##### INPUT DATA #####

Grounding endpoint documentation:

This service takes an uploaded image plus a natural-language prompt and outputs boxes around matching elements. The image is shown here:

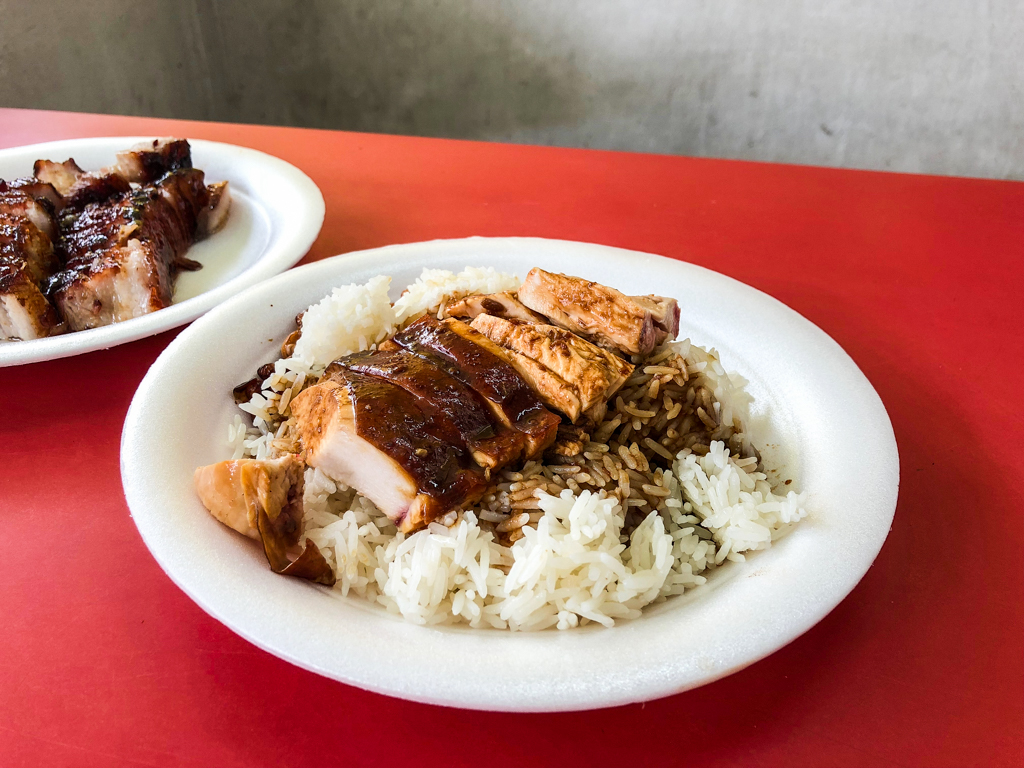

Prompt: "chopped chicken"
[381,315,560,459]
[116,138,191,184]
[444,291,548,323]
[49,169,209,331]
[470,314,633,424]
[518,267,679,354]
[195,454,334,586]
[292,366,487,532]
[337,349,525,470]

#####

### WRITTEN EXERCISE
Collect every line of the records above that contains the word "endpoint".

### FINAL RESULT
Grounding endpoint documentation:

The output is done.